## Passage provided
>> BEGIN

Regarding Claim 20, it is a method claim (Hu: “According to one aspect, a method for interaction-aware decision making may include training a first agent based on a first policy gradient and training a first critic based on a first loss function to learn one or more goals in a single-agent environment, where the first agent is the only agent present, using a Markov decision process.” [0003]) that corresponds to the system of Claim 11. Therefore, it is rejected for the same reasons as Claim 11 above.
Regarding Claim 12, Hu and Guckelsberger teach the system of Claim 11, wherein the empowerment of the at least one other road user is at least characterized by a number of possible future motion actions of the at least one other road user (Guckelsberger: “Crucially, empowerment does not measure an agent’s actual, but their potential influence on the environment. The EM principle suggests that an agent should, in absence of any explicit goals, choose actions which are likely to lead to states with higher influence on the environment, i.e. more options.” [Section. Formal Model - Empowerment and Empowerment Maximisation]; “CEM suggests that the active agent chooses its actions in order to both maximise its own expected empowerment and to maximise or minimise the empowerment of the coupled agents. This is formalised by Eq. 1, the general action selection policy.” [Section. Formal Model - Coupled Empowerment Maximisation]).
Regarding Claim 13, Hu and Guckelsberger teach the system of Claim 11, wherein the knowledge configuration further characterizes a reward with respect to the automated vehicle reaching a goal (Hu: “The rewards provided by the reward function enables reinforcement learning to occur based on a given goal (e.g., reach an exit ramp).” [0170]).

>> END

## Dataset rows
>> BEGIN

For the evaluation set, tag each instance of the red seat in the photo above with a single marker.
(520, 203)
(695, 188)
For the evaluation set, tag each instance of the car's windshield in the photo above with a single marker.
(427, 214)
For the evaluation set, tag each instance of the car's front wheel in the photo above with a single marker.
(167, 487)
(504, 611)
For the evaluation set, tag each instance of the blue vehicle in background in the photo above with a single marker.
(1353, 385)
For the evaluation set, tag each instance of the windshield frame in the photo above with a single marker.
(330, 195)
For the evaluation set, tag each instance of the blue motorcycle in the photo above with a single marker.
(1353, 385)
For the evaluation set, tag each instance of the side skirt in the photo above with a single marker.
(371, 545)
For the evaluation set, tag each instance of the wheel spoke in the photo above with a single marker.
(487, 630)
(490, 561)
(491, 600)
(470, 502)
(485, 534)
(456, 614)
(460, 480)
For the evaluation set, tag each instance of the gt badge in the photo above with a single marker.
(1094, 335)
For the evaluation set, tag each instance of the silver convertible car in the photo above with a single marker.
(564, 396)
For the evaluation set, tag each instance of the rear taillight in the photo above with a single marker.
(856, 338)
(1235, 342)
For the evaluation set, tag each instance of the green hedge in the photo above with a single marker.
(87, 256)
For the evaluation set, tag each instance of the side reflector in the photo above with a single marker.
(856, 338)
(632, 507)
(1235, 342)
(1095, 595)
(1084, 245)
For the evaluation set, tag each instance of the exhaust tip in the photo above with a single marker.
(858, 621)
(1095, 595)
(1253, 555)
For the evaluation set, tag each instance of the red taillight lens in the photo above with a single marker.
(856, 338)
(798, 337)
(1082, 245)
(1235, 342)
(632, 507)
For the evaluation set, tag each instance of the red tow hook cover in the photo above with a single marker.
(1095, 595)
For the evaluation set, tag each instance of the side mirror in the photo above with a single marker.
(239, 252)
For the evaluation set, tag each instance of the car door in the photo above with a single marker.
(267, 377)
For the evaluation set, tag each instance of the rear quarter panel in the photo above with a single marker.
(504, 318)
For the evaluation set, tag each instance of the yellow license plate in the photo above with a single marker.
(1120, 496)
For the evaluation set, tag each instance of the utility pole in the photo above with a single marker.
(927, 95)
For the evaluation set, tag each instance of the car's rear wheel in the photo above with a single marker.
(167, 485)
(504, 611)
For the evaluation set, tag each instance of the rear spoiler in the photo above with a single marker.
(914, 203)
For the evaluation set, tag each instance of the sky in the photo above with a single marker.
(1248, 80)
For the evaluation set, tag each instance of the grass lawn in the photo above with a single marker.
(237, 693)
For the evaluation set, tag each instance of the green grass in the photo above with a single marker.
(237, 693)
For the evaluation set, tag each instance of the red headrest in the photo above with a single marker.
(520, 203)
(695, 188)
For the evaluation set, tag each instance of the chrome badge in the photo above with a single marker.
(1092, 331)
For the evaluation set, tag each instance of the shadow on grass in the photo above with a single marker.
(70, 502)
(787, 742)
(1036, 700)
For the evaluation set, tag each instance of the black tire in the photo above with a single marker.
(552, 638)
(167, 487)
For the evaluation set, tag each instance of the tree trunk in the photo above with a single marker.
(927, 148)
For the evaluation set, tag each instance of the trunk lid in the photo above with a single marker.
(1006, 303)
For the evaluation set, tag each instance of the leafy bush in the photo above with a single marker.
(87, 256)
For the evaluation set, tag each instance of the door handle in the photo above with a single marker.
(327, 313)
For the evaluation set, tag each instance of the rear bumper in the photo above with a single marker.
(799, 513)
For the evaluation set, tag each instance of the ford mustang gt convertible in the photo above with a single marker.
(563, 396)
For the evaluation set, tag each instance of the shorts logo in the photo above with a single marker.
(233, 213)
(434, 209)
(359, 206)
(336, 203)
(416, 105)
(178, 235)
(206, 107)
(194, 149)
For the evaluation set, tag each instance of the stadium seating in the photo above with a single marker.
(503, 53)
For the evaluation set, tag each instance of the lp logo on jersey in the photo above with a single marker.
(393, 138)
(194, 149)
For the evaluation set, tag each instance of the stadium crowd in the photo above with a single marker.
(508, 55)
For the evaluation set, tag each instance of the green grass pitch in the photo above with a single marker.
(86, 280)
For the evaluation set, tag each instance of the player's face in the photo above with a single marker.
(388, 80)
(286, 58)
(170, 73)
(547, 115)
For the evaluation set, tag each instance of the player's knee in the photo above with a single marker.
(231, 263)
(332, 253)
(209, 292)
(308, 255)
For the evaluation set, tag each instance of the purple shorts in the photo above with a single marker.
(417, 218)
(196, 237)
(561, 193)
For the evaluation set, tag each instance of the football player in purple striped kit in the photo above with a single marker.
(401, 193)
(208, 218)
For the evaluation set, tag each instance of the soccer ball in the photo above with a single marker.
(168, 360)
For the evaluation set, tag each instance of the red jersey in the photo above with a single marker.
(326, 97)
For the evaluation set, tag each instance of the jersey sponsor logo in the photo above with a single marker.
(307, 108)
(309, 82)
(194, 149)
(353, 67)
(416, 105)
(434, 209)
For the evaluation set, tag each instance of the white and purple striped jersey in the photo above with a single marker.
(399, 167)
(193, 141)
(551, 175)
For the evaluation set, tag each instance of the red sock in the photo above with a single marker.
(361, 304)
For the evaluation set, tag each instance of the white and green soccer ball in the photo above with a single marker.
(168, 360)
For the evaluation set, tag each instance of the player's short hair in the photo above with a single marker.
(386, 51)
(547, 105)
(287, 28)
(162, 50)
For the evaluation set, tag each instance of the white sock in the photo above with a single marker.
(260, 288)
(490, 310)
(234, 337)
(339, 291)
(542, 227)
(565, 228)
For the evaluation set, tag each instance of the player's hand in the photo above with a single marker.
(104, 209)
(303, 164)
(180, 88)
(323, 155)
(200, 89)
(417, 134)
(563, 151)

>> END

## Parts of the exercise
1. Copy everything in the claim rejection text from "Regarding Claim 20, it" down to "Claim 11 above.", word for word.
2. Repeat the rows verbatim, everything from the line containing "For the evaluation set, tag each instance of the player's hand" down to the final row, including both ends.

## Answers per task
1.
Regarding Claim 20, it is a method claim (Hu: “According to one aspect, a method for interaction-aware decision making may include training a first agent based on a first policy gradient and training a first critic based on a first loss function to learn one or more goals in a single-agent environment, where the first agent is the only agent present, using a Markov decision process.” [0003]) that corresponds to the system of Claim 11. Therefore, it is rejected for the same reasons as Claim 11 above.

2.
For the evaluation set, tag each instance of the player's hand in the photo above with a single marker.
(104, 209)
(303, 164)
(180, 88)
(323, 155)
(200, 89)
(417, 134)
(563, 151)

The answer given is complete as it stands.